● **Description of the task**:
Turn the listing below into a JSON list of strings with one string per line, skipping blank lines and including every entry. Leave the pictures out.

(Picture annotation listing)
+ + + + + + +
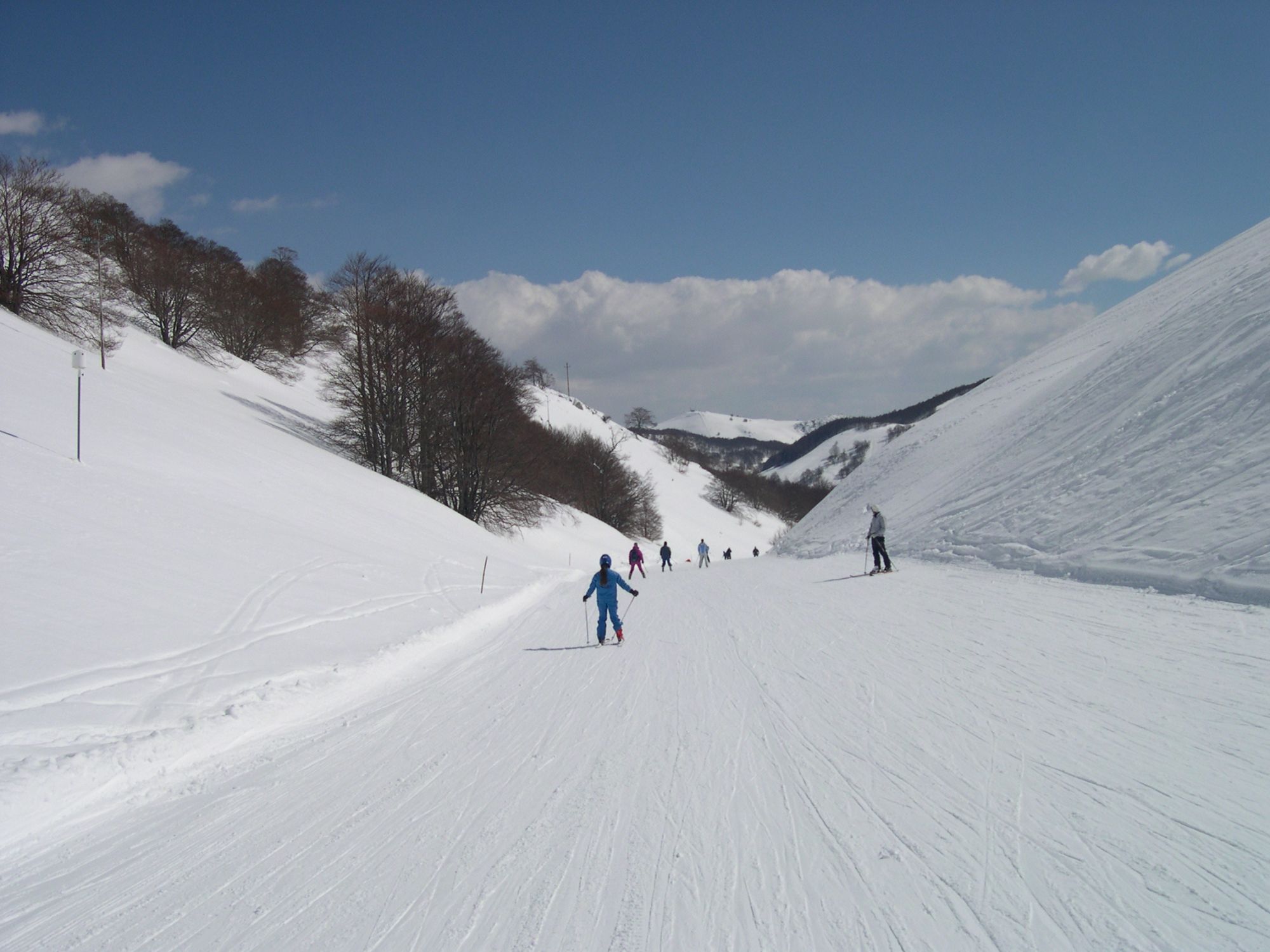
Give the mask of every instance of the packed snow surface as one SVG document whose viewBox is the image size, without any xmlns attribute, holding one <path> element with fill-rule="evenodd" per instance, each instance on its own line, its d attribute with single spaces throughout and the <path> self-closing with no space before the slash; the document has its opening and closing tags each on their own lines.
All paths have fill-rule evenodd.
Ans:
<svg viewBox="0 0 1270 952">
<path fill-rule="evenodd" d="M 0 946 L 1270 947 L 1270 612 L 859 571 L 561 579 L 10 843 Z"/>
<path fill-rule="evenodd" d="M 1270 604 L 1270 221 L 875 447 L 789 534 Z"/>
<path fill-rule="evenodd" d="M 655 429 L 683 430 L 701 437 L 749 437 L 751 439 L 773 439 L 779 443 L 792 443 L 803 435 L 801 420 L 756 420 L 732 414 L 718 414 L 710 410 L 688 410 L 686 414 L 662 420 Z"/>
<path fill-rule="evenodd" d="M 1246 364 L 1266 366 L 1265 269 L 1247 258 L 1213 273 L 1238 272 L 1220 294 L 1184 287 L 1260 324 L 1214 319 L 1170 363 L 1152 341 L 1180 331 L 1134 319 L 1011 372 L 998 397 L 1025 413 L 1046 387 L 1087 407 L 1082 367 L 1123 402 L 1123 440 L 1111 411 L 1086 421 L 1129 454 L 1081 470 L 1101 505 L 1049 523 L 1005 506 L 1034 551 L 1095 538 L 1095 509 L 1125 520 L 1110 537 L 1167 533 L 1133 480 L 1203 480 L 1203 528 L 1259 565 L 1240 555 L 1265 532 L 1247 453 L 1264 462 L 1266 378 Z M 286 386 L 136 333 L 85 374 L 76 463 L 70 352 L 0 312 L 0 948 L 1270 947 L 1270 609 L 982 565 L 866 578 L 859 551 L 724 562 L 766 551 L 770 517 L 711 508 L 704 471 L 542 391 L 552 426 L 622 440 L 652 475 L 676 550 L 622 595 L 627 642 L 597 647 L 579 597 L 598 552 L 621 566 L 630 543 L 608 527 L 558 509 L 491 536 L 333 454 L 311 374 Z M 1206 402 L 1196 362 L 1234 369 Z M 1146 407 L 1118 373 L 1142 376 Z M 1157 380 L 1177 399 L 1152 402 Z M 959 404 L 866 463 L 894 467 L 913 512 L 941 485 L 903 461 L 944 452 Z M 955 442 L 1008 503 L 1024 490 L 988 433 L 1015 424 L 975 406 Z M 1172 448 L 1143 414 L 1199 475 L 1173 452 L 1165 480 L 1149 448 Z M 1086 459 L 1066 416 L 1038 419 Z M 1010 437 L 1052 487 L 1060 461 Z M 1097 459 L 1130 472 L 1109 482 Z M 955 452 L 933 463 L 978 485 Z M 1190 499 L 1168 505 L 1194 546 Z M 800 551 L 864 531 L 857 508 L 833 518 Z M 700 537 L 707 569 L 681 561 Z"/>
</svg>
+ + + + + + +
● **Complete response**:
[
  "Give the mask of every instance of the packed snow surface as one SVG document whose viewBox is the image size, without any xmlns attribute, holding one <path> element with fill-rule=\"evenodd\" per instance, each instance on its own line, its d attribute with single spaces throughout and the <path> self-closing with no space before the slash; the document has its opening and closing tags each on their own lines.",
  "All paths have fill-rule evenodd.",
  "Ans:",
  "<svg viewBox=\"0 0 1270 952\">",
  "<path fill-rule=\"evenodd\" d=\"M 0 946 L 1270 947 L 1270 612 L 859 571 L 561 579 L 10 843 Z\"/>",
  "<path fill-rule=\"evenodd\" d=\"M 1270 604 L 1270 221 L 875 447 L 789 534 Z\"/>",
  "<path fill-rule=\"evenodd\" d=\"M 655 429 L 683 430 L 701 437 L 749 437 L 751 439 L 773 439 L 779 443 L 792 443 L 803 435 L 801 420 L 756 420 L 732 414 L 718 414 L 710 410 L 688 410 L 686 414 L 662 420 Z\"/>",
  "<path fill-rule=\"evenodd\" d=\"M 1246 364 L 1266 366 L 1265 269 L 1247 258 L 1213 273 L 1238 272 L 1220 294 L 1184 287 L 1260 324 L 1214 319 L 1170 363 L 1152 341 L 1180 331 L 1134 319 L 1011 372 L 998 397 L 1025 413 L 1046 387 L 1087 407 L 1082 367 L 1123 402 L 1123 440 L 1111 411 L 1086 421 L 1129 454 L 1081 470 L 1101 505 L 1049 523 L 1005 506 L 1034 551 L 1095 538 L 1095 509 L 1125 520 L 1110 537 L 1167 533 L 1133 480 L 1203 480 L 1203 528 L 1259 565 L 1240 555 L 1265 532 L 1247 453 L 1264 462 L 1266 378 Z M 286 386 L 136 333 L 85 374 L 76 463 L 70 352 L 0 312 L 0 948 L 1270 947 L 1270 609 L 982 565 L 866 578 L 859 551 L 724 562 L 766 551 L 770 517 L 711 508 L 704 471 L 542 391 L 552 426 L 622 440 L 652 475 L 676 550 L 622 595 L 627 642 L 597 647 L 579 597 L 598 552 L 621 566 L 630 543 L 608 527 L 558 509 L 491 536 L 333 454 L 311 374 Z M 1206 402 L 1196 362 L 1234 369 Z M 1146 407 L 1118 373 L 1142 376 Z M 1157 380 L 1177 399 L 1152 402 Z M 959 404 L 866 463 L 894 467 L 913 512 L 941 485 L 903 461 L 944 452 Z M 955 442 L 1008 503 L 1024 490 L 988 433 L 1015 424 L 975 406 Z M 1172 448 L 1143 414 L 1199 475 L 1173 452 L 1165 480 L 1149 448 Z M 1086 459 L 1066 416 L 1038 419 Z M 1010 437 L 1052 487 L 1060 461 Z M 1097 459 L 1130 472 L 1109 482 Z M 955 452 L 933 463 L 978 485 Z M 1190 499 L 1168 505 L 1194 546 Z M 800 551 L 864 531 L 857 508 L 833 518 Z M 700 537 L 707 569 L 681 561 Z\"/>",
  "</svg>"
]